▶ **PASSAGE SHOWN**
········
0
votes

How to source the bash file in python script and use the environment variable (which is set in bash script) inside python? When I am removing source file from python script and sourcing it outside the ROOT_DIR which is an environment variable in bash script is able to recognise by my python script. Could you please suggest how can I achieve sourcing the bash script and use the variables there in python script. An example I have given below.

#!/usr/bin/python3

import sys, getopt
import os

def main(argv):

   os.system('source ./init.sh')


   root_dir =  os.environ['ROOT_DIR']
if __name__ == "__main__":
   main(sys.argv[1:])

The error I got is below:

Sourcing Successfully Done... Traceback (most recent call last):
File "test.py", line 213, in main(sys.argv[1:]) File "test.py", line 33, in main root_dir = os.environ['ROOT_DIR'] File "/usr/lib64/python3.6/os.py", line 669, in getitem raise KeyError(key) from None KeyError: 'ROOT_DIR'

My bash script is as below:

export ROOT_DIR=${PWD}
export TB_DIR=${PWD}/..
········
▶ **WORK TO DO**
- A) From the question above about sourcing a bash script in Python, list every module that the Python script imports.
- B) Pick up the question about sourcing a bash script in Python after its final line and keep writing.

▶ **ENTRIES SUPPLIED**
········
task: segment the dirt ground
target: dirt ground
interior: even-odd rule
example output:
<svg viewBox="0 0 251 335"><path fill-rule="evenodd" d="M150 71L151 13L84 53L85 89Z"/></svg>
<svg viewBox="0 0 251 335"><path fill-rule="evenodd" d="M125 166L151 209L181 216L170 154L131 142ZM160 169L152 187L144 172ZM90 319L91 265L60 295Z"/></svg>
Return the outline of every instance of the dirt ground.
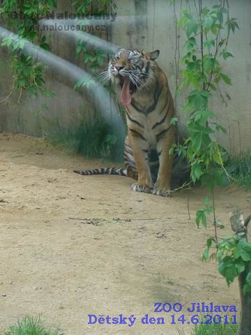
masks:
<svg viewBox="0 0 251 335"><path fill-rule="evenodd" d="M215 263L201 261L213 232L195 225L202 191L163 198L130 191L127 177L72 172L102 165L40 139L0 134L0 330L40 314L66 334L189 334L191 325L170 325L170 313L154 313L154 304L179 302L181 313L191 302L238 309L237 283L228 288ZM235 205L250 214L248 195L218 190L220 232L230 232ZM146 313L165 324L142 325ZM88 325L89 314L137 320Z"/></svg>

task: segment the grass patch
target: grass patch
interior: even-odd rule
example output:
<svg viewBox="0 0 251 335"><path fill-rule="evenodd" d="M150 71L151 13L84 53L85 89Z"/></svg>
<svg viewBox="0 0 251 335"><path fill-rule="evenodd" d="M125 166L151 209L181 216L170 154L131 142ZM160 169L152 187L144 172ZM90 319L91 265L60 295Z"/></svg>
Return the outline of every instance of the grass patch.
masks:
<svg viewBox="0 0 251 335"><path fill-rule="evenodd" d="M59 329L52 329L43 325L39 316L25 316L11 325L1 335L62 335Z"/></svg>
<svg viewBox="0 0 251 335"><path fill-rule="evenodd" d="M78 126L63 128L58 126L47 138L53 144L63 146L74 154L123 162L124 134L125 131L114 129L102 118L98 118Z"/></svg>
<svg viewBox="0 0 251 335"><path fill-rule="evenodd" d="M230 158L226 169L237 185L245 190L251 189L251 151Z"/></svg>

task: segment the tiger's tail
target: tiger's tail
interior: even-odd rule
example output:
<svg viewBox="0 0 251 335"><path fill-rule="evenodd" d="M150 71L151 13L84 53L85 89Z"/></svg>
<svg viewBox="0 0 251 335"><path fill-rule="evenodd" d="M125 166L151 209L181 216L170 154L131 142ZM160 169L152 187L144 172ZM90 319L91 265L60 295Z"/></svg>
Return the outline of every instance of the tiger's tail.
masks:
········
▶ **ANSWERS TO THE PROBLEMS**
- A) sys, getopt, os

- B)
1

1 Answers

1
votes

It won't work like that.

The shell script is run in a subprocess, which gets its own copy of the parent process's environment table.

You'd need to add e.g. printenv at the end of the shell script, then use e.g. subprocess.check_output(..., shell=True) to grab the printenv output, then parse it and copy the environment variables you need back into the Python process's environ.

Or, preferably, use a machine-readable, declarative format for that configuration to begin with, instead of an arbitrary program :)

Example

Assuming shell.sh is the script to run, and it declares export FOOFOO=bar:

output = subprocess.check_output("./shell.sh", shell=True)
# Parse the `printenv` output
exported_vars = dict(
    line.split("=", 1)
    for line in output.decode().splitlines()
    if line
)
# Filter to keep only variables that have new or changed values
changed_vars = {
    key: value
    for (key, value) in exported_vars.items()
    if value != os.environ.get(key)
}
pprint.pprint(changed_vars)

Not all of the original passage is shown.